-- Page text follows --
So… What’s next? More analytics will require more data about the products sold and about the customers. We could run an association rule algorithm to see what products tends to be bought together and therefore reorganised the store relevantly. On the customer side, it will be useful to know the location, sex and age of customers. For example woman and man might have very different buying behaviour and that is important to notice.
Finally, we propose to the store a plan to gather more data about their customer and we present the next possible step toward a more data-driven business. We show how applied machine learning with bigger dataset will improve the predictability and segmentation for the store.
-- Page text concluded --
• **Task requirements**: In the text on store analytics, what kind of algorithm could be run to identify which products tend to be bought together?
-- Supplied entries follows --
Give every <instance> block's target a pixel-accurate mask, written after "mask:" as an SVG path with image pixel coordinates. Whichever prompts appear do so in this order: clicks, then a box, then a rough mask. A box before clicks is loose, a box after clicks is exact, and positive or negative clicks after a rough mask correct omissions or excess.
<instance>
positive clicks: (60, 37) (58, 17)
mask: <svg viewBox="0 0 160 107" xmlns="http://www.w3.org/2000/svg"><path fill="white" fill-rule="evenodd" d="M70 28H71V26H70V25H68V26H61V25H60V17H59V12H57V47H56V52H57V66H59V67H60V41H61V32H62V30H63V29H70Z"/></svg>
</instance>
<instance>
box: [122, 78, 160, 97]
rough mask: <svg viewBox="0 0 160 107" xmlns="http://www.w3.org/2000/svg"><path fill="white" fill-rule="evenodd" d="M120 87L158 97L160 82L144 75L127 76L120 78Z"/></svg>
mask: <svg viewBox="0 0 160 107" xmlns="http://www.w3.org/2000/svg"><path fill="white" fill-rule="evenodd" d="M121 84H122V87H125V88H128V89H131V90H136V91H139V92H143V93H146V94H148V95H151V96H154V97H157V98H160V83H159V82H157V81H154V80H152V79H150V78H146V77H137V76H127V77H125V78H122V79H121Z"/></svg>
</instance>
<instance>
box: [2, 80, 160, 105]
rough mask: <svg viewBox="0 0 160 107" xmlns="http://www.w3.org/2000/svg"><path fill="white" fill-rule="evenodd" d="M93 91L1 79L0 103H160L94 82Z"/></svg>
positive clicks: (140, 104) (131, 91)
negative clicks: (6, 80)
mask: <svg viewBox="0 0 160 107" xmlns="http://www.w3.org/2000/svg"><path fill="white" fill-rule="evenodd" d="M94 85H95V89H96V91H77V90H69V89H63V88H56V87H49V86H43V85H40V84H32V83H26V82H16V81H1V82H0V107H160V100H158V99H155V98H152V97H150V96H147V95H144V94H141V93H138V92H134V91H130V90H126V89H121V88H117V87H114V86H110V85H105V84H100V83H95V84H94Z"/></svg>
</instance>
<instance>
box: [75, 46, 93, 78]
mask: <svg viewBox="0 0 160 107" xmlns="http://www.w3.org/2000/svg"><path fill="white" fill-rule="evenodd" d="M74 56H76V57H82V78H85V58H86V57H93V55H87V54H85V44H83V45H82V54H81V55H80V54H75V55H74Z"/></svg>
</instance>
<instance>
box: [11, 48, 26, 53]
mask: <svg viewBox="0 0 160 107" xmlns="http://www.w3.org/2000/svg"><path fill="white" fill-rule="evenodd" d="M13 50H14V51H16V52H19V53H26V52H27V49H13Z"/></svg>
-- Supplied entries concluded --
• **Solution for this exercise**: An association rule algorithm.